EXTRACTED ENTRIES below:

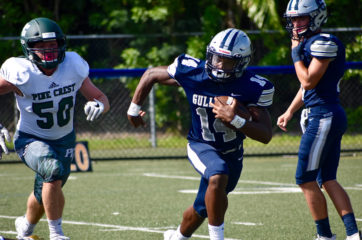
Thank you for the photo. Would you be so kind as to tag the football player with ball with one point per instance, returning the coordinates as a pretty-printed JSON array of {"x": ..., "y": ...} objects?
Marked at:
[{"x": 227, "y": 103}]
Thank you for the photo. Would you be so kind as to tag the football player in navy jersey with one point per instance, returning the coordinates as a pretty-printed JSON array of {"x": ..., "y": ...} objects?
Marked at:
[
  {"x": 214, "y": 149},
  {"x": 319, "y": 61},
  {"x": 45, "y": 83}
]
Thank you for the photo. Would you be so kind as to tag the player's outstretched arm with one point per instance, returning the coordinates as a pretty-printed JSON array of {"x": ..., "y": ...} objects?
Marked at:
[
  {"x": 97, "y": 101},
  {"x": 149, "y": 78}
]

End of EXTRACTED ENTRIES.

- WHAT THE TASK REQUIRES
Once the line with "tag the player's" has been found in the records above, retype it and every line after it exactly, and include nothing else.

- REPLY TO THE TASK
Thank you for the photo. Would you be so kind as to tag the player's outstretched arm with one point per instance, returning the coordinates as a pretty-printed JSON array of {"x": ..., "y": ...} objects?
Marked at:
[
  {"x": 97, "y": 101},
  {"x": 149, "y": 78}
]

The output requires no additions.